Exercise objective
State how many lines of the material contain the string "trunk", giving only the number.

"""

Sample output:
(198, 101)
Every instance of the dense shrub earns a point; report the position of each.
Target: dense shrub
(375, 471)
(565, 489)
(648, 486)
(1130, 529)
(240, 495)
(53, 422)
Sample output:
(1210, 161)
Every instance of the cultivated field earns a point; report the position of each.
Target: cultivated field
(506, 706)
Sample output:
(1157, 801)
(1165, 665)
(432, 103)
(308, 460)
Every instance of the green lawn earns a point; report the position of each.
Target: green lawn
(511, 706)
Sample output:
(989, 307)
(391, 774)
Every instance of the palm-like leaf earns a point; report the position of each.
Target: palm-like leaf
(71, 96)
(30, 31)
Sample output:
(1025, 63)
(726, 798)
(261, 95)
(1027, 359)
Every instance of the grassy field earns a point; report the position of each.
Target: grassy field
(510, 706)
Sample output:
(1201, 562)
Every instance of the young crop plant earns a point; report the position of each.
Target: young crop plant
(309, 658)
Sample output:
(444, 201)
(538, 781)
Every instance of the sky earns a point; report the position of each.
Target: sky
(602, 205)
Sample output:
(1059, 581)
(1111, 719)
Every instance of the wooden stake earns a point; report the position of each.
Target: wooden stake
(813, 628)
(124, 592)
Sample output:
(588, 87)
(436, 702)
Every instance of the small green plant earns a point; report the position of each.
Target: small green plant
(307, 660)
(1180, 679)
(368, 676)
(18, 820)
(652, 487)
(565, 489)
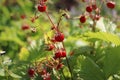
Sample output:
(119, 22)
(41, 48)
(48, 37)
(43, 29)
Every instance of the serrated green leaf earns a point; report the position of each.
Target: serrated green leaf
(90, 70)
(105, 36)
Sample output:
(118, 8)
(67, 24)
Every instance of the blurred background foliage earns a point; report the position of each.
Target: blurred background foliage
(24, 46)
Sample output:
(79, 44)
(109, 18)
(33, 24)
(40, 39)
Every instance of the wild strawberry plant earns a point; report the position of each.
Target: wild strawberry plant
(61, 46)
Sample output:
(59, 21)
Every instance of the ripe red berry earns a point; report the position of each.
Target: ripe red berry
(42, 8)
(59, 37)
(31, 72)
(50, 47)
(82, 19)
(110, 4)
(89, 9)
(94, 6)
(25, 27)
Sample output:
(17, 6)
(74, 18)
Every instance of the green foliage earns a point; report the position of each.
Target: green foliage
(105, 36)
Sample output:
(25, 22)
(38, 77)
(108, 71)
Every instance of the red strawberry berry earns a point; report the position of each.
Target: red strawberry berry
(31, 72)
(82, 19)
(110, 4)
(25, 27)
(59, 37)
(89, 9)
(50, 47)
(63, 54)
(42, 8)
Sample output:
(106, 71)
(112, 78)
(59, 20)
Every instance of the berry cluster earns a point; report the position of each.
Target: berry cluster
(55, 44)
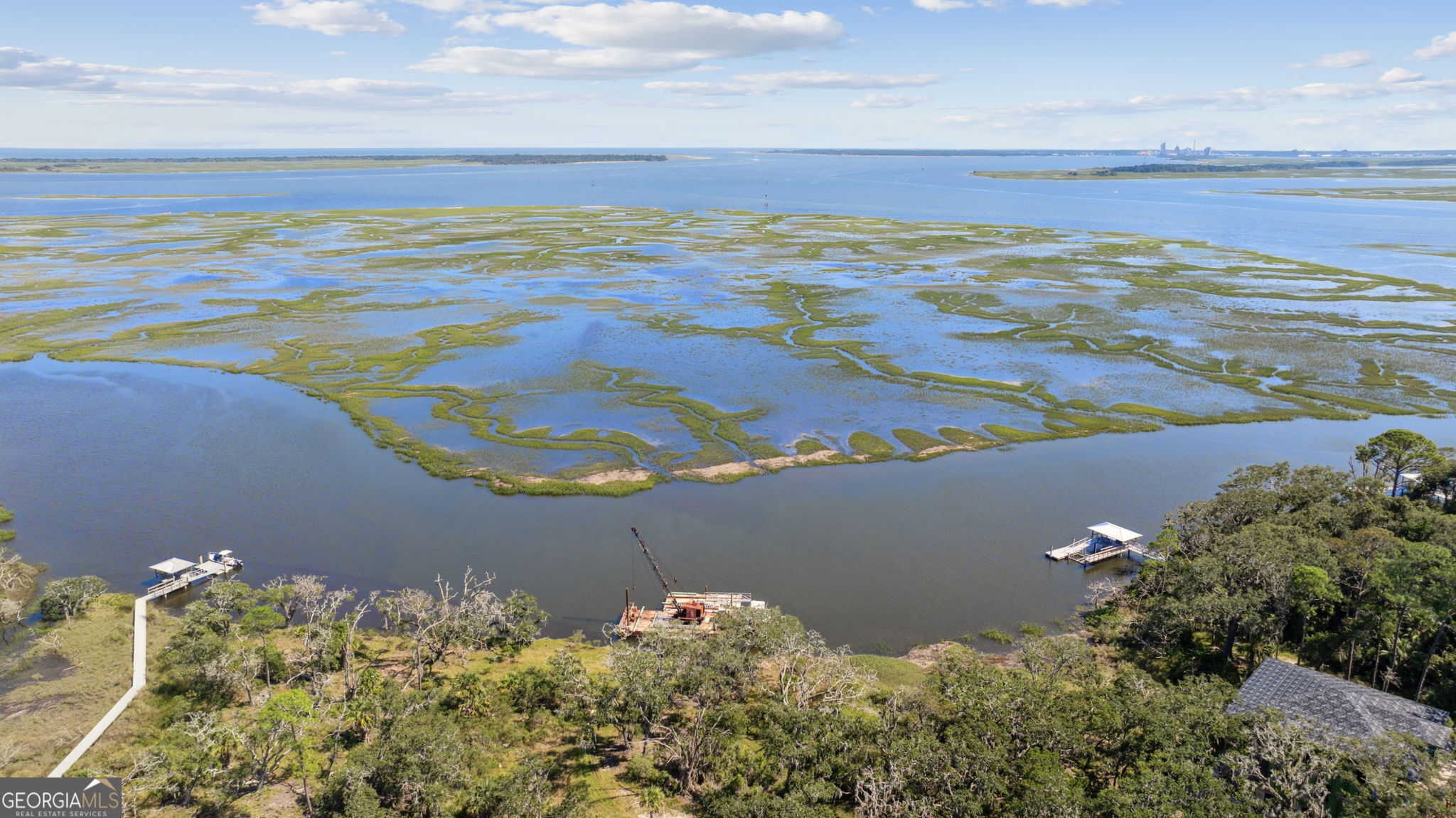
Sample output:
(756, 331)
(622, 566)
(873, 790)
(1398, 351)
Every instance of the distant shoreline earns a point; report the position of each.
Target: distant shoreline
(262, 163)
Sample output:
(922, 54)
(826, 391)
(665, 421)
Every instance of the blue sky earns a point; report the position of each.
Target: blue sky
(911, 73)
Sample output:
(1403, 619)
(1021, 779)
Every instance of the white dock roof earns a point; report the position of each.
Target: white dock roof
(172, 565)
(1114, 532)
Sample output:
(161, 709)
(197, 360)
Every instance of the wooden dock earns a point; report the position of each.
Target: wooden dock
(1107, 540)
(173, 574)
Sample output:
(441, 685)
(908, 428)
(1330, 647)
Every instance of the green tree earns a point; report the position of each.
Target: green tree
(70, 597)
(1397, 451)
(653, 800)
(419, 763)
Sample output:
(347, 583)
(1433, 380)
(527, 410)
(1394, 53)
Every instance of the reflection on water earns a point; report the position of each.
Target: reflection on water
(114, 466)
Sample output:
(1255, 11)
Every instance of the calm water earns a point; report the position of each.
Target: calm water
(112, 466)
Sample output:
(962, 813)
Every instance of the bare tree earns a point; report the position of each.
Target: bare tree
(1286, 770)
(11, 751)
(810, 674)
(351, 625)
(290, 594)
(14, 572)
(447, 620)
(689, 740)
(12, 613)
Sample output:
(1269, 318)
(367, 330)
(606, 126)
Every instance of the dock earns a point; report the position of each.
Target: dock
(175, 574)
(172, 574)
(1106, 542)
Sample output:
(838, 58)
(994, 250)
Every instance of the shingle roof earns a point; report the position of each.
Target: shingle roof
(1342, 706)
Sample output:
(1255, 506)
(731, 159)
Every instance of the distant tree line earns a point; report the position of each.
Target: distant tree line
(1204, 168)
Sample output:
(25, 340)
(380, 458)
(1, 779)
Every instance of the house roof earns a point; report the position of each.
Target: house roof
(1114, 532)
(1342, 706)
(172, 565)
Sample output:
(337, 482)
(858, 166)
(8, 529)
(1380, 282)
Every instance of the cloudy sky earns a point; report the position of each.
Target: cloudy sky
(911, 73)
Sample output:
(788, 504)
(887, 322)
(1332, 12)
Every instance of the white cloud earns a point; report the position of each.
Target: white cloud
(332, 18)
(635, 38)
(446, 6)
(1231, 99)
(203, 86)
(746, 85)
(950, 5)
(884, 101)
(28, 69)
(837, 79)
(1339, 91)
(704, 89)
(1339, 60)
(1440, 47)
(557, 63)
(479, 23)
(1401, 76)
(673, 26)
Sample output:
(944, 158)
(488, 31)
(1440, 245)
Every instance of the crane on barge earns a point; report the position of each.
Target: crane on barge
(657, 569)
(682, 612)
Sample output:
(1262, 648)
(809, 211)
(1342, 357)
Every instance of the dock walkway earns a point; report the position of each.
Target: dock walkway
(204, 571)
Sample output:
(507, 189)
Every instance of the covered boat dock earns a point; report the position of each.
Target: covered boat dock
(1107, 540)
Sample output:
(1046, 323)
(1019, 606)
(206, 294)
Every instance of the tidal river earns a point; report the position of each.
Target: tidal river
(112, 466)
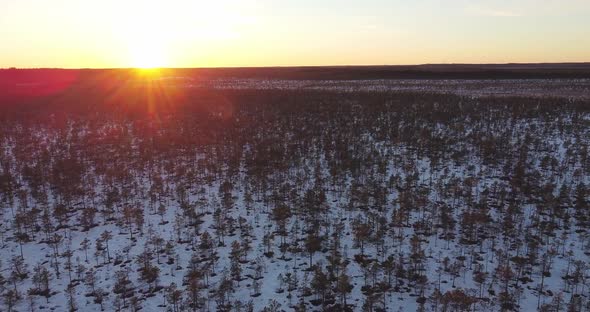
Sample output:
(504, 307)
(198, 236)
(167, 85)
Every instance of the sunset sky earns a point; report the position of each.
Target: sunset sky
(194, 33)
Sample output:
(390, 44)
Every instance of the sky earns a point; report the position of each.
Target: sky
(228, 33)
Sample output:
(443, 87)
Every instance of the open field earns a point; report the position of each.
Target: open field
(272, 190)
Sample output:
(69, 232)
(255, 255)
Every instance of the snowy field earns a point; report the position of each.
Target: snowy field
(431, 206)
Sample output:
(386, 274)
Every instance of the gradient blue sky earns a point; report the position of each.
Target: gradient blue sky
(184, 33)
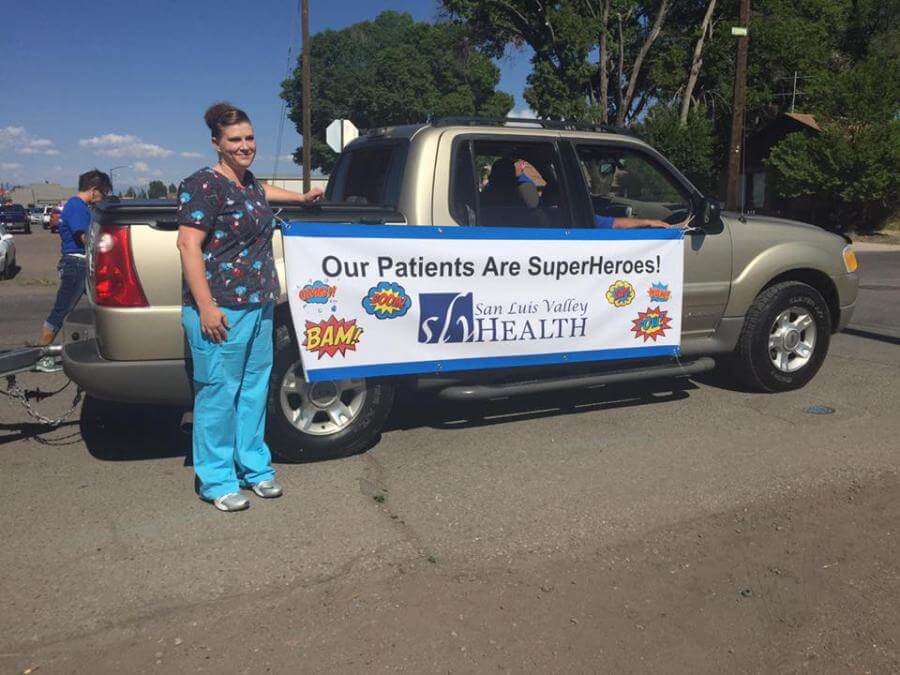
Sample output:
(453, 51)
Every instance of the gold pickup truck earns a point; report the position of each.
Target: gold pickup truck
(762, 295)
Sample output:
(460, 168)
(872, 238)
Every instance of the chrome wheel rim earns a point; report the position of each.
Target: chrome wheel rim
(792, 339)
(320, 408)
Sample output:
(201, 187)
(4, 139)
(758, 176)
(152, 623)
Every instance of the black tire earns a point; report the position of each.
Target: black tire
(753, 360)
(288, 442)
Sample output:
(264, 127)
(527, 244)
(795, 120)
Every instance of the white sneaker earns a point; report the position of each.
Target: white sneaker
(268, 489)
(233, 501)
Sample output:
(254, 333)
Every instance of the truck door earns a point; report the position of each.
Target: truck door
(622, 179)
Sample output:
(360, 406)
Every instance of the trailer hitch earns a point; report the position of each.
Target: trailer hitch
(40, 360)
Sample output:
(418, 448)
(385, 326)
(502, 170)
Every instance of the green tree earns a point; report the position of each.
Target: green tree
(392, 71)
(850, 169)
(598, 60)
(689, 147)
(156, 189)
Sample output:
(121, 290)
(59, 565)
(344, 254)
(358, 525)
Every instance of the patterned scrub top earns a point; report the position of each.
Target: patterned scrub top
(237, 250)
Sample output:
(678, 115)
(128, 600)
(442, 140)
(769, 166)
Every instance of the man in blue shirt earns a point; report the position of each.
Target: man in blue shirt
(74, 224)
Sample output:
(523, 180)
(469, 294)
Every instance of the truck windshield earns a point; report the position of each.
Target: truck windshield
(369, 174)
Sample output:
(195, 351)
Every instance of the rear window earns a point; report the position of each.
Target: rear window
(369, 174)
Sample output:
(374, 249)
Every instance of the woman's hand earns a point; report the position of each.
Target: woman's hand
(636, 223)
(213, 323)
(277, 194)
(314, 195)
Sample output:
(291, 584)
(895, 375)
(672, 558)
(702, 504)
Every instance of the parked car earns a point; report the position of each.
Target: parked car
(15, 217)
(763, 294)
(7, 254)
(35, 215)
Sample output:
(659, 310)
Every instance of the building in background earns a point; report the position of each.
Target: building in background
(760, 195)
(294, 184)
(39, 194)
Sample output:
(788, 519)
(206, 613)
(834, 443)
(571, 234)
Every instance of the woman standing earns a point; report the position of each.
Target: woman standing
(229, 293)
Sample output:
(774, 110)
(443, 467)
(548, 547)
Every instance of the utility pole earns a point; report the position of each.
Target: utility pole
(794, 92)
(307, 118)
(733, 194)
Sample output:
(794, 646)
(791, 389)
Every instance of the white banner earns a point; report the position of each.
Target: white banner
(375, 300)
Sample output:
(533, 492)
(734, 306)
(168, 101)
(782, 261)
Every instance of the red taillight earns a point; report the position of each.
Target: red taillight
(114, 279)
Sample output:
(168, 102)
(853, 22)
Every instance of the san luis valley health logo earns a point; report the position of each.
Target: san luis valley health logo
(456, 317)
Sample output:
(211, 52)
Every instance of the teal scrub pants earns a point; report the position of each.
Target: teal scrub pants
(231, 383)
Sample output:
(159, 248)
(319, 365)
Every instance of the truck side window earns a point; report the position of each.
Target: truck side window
(623, 182)
(368, 175)
(507, 183)
(463, 199)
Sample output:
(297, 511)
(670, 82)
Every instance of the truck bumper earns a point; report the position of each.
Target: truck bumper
(847, 288)
(153, 382)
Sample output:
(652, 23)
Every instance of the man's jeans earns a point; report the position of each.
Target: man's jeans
(72, 272)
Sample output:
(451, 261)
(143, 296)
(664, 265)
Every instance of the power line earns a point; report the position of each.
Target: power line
(292, 32)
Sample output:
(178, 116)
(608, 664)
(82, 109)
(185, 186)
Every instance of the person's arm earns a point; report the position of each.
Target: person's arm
(79, 221)
(197, 209)
(609, 222)
(213, 321)
(277, 194)
(635, 223)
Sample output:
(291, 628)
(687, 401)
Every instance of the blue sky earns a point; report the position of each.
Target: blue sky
(125, 82)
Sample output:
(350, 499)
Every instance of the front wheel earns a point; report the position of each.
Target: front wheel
(320, 420)
(785, 338)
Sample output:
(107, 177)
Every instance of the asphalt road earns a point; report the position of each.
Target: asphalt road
(676, 527)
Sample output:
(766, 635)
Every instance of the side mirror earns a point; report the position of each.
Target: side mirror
(710, 213)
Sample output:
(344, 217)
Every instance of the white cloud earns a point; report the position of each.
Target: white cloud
(127, 145)
(524, 113)
(19, 140)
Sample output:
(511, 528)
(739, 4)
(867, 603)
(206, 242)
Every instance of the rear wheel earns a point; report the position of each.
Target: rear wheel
(321, 420)
(785, 338)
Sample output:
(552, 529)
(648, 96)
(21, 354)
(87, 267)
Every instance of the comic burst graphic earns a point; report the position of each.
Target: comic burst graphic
(387, 301)
(651, 324)
(317, 292)
(659, 293)
(332, 336)
(620, 294)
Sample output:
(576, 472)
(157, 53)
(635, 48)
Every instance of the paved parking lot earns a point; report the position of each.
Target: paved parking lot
(668, 527)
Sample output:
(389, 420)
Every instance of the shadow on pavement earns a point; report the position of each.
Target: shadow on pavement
(870, 335)
(122, 432)
(115, 432)
(66, 433)
(425, 409)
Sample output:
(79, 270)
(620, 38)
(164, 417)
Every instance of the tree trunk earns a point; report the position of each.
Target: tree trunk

"""

Task response
2